TO DO:
Retype the records that come next, word for word.

DATA TO EXAMINE:
┌──

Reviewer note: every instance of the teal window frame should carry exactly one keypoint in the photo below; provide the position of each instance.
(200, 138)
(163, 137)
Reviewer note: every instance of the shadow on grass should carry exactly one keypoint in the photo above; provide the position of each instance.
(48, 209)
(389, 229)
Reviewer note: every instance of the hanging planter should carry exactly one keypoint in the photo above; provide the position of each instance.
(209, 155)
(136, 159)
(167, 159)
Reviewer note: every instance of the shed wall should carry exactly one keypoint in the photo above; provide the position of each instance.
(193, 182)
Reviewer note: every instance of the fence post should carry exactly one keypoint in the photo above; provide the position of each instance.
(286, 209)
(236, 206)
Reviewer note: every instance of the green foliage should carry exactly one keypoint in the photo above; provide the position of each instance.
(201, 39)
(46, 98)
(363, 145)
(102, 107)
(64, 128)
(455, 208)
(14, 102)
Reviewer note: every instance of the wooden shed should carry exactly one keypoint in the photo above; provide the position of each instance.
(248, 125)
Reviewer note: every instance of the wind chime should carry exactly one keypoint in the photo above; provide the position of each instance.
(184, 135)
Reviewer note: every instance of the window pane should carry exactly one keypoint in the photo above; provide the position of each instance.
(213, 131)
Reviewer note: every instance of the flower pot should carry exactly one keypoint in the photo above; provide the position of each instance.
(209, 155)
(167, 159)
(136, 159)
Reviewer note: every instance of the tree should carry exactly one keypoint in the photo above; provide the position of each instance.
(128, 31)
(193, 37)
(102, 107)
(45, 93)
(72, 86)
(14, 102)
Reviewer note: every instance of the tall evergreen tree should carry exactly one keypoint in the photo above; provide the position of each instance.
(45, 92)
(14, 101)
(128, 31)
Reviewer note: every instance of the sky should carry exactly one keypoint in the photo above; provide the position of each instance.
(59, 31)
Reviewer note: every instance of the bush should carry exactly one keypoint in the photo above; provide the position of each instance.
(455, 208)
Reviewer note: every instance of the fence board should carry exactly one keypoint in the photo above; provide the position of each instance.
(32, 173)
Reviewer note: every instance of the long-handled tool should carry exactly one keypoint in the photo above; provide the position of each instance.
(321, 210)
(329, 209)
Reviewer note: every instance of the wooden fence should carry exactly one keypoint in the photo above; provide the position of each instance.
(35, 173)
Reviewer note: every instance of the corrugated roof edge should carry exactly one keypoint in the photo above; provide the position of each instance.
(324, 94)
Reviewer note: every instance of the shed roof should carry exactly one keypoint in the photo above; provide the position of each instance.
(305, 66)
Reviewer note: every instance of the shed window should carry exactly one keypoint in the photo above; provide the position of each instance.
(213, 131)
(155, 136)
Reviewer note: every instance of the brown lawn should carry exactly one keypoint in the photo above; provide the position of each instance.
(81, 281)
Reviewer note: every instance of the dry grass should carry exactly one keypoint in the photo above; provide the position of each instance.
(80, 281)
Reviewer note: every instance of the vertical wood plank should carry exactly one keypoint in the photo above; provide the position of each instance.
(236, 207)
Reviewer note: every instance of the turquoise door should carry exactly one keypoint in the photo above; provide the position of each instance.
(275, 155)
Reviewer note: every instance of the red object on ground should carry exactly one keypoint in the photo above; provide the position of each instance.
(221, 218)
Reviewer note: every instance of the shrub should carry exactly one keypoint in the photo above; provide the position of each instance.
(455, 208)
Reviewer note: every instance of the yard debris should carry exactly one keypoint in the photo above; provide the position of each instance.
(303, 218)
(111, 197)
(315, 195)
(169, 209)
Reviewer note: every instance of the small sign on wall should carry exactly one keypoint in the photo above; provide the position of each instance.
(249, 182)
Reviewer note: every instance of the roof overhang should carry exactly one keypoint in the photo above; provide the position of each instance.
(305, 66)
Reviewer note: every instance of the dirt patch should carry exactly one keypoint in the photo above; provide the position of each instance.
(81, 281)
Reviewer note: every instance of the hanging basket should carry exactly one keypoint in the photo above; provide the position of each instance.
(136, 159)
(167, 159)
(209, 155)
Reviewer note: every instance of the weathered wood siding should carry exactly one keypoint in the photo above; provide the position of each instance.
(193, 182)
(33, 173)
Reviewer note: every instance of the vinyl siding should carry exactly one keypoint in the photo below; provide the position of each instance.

└──

ANSWER FOR THIS EXERCISE:
Reviewer note: every instance of the teal window frame should carry exactly one keypoint in the photo below; provide the position of each instance.
(200, 138)
(163, 137)
Reviewer note: every instance of the shadow on grass should carry exactly one keypoint in the photo above; provide the position of each instance.
(48, 209)
(389, 229)
Reviewer note: every instance of the hanging planter should carry exactly one keypoint in the photo above; provide the position of each instance.
(209, 155)
(136, 159)
(167, 159)
Reviewer note: every instance of the shed wall should carry exactly one keypoint in the photo above; provide the position of each instance.
(193, 182)
Reviewer note: every instance of the fence post should carry exactly one keypoint in the photo above; provide the position of each instance.
(286, 209)
(236, 206)
Reviewer note: every instance of the green foliage should carry exactly one keypoint in the photo above; provide the position of each instance.
(201, 39)
(46, 98)
(363, 145)
(102, 107)
(64, 128)
(455, 208)
(14, 102)
Reviewer note: every instance of the wooden shed should carry exactly one keypoint in the photo above; provide the position of each instance.
(248, 125)
Reviewer note: every instance of the wind chime should carry exactly one keypoint in the photo above; provide the position of each instance.
(184, 135)
Reviewer note: every instance of the window pane should carry exactly one keypoint in the photo above; provide the position of each instance.
(213, 131)
Reviewer note: every instance of the flower pot should carry exactly one keypoint in the photo above; provide the position of each instance.
(209, 155)
(167, 159)
(136, 159)
Reviewer note: every instance of the tree should carry exactly one keypoint in the photo above; provide the position of each instance.
(128, 31)
(193, 37)
(102, 107)
(45, 93)
(72, 86)
(14, 102)
Reviewer note: every instance of the tall evergreen tree should carry exactly one keypoint in the photo above; provide the position of each instance.
(45, 92)
(14, 101)
(128, 31)
Reviewer note: every instance of the sky should carry exactly one keypoint in the photo above; provide the position of each instance.
(59, 31)
Reviewer note: every instance of the bush should carry exactly one keypoint in the photo above; provide the position of each instance.
(455, 208)
Reviewer note: every instance of the fence board should carry exactly one keypoint in the photo above; provide the position of each instance.
(32, 173)
Reviewer note: every instance of the long-handled tool should carry exactly one keypoint in the photo above; provide the position of each instance.
(321, 210)
(329, 209)
Reviewer note: every instance of the wooden fence should carry exactly one keypoint in the photo above; provide the position of each instance.
(35, 173)
Reviewer note: every instance of the corrugated roof edge should carry exactly one keypoint in the photo above; provide the position of each instance.
(324, 94)
Reviewer note: every instance of the shed roof should carry exactly one keypoint in the photo above; provide the position of each instance.
(305, 66)
Reviewer note: every instance of the shed window should carry exactly one keypoint in the photo above; provide the position of each instance.
(213, 131)
(155, 136)
Reviewer note: every instance of the brown lawn should carry exactly one keypoint in the photo above; provide the position of each instance.
(81, 281)
Reviewer note: every instance of the dry grass should carry exactly one keypoint in the photo above; provide the position of each instance.
(80, 281)
Reviewer note: every instance of the vertical wood plank should carry exactly one keypoint in the photo above; provide the position of each instance.
(236, 207)
Reviewer note: every instance of the turquoise door should carry exactly one keypoint in the photo above; provide the position of each instance.
(275, 155)
Reviewer note: every instance of the red object on ground should carry exactly one keypoint in the photo above; provide the position of each instance.
(221, 218)
Reviewer note: every instance of the shrub should carry exactly one keypoint in the photo above; provide the position of each instance.
(455, 208)
Reviewer note: every instance of the yard debris should carry exactly one keypoint in the photo above; provide the position of each instance.
(303, 218)
(111, 197)
(315, 195)
(169, 209)
Reviewer note: every instance of the small sign on wall should carry exactly one keypoint in the photo above; provide the position of each instance.
(249, 182)
Reviewer note: every instance of the roof overhang should carry exactly one keypoint in the photo above; provide the position of each instance.
(305, 66)
Reviewer note: every instance of the dirt patch should carry exactly one keypoint in the photo above; provide the position of each instance.
(81, 281)
Reviewer note: every instance of the hanging basket should carry exactly one keypoint in the photo above; provide the position of each instance.
(136, 159)
(167, 159)
(209, 155)
Reviewer note: every instance of the weathered wood siding should carry exactly one keypoint in the photo above; provide the position of each instance.
(193, 182)
(33, 173)
Reviewer note: every instance of the vinyl siding should carry exactly one keypoint in the photo below; provide the position of each instance.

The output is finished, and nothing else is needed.